Objective:
Render every line of the data below as a JSON list of strings, with one string for each line and no blank lines.

(Dataset excerpt)
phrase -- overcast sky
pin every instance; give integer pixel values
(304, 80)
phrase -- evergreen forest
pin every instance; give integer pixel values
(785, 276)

Solved exercise:
[
  "phrase -- overcast sky",
  "pin every instance; give integer pixel values",
  "(304, 80)",
  "phrase -- evergreen forest",
  "pin every instance; give integer pixel values",
  "(785, 276)"
]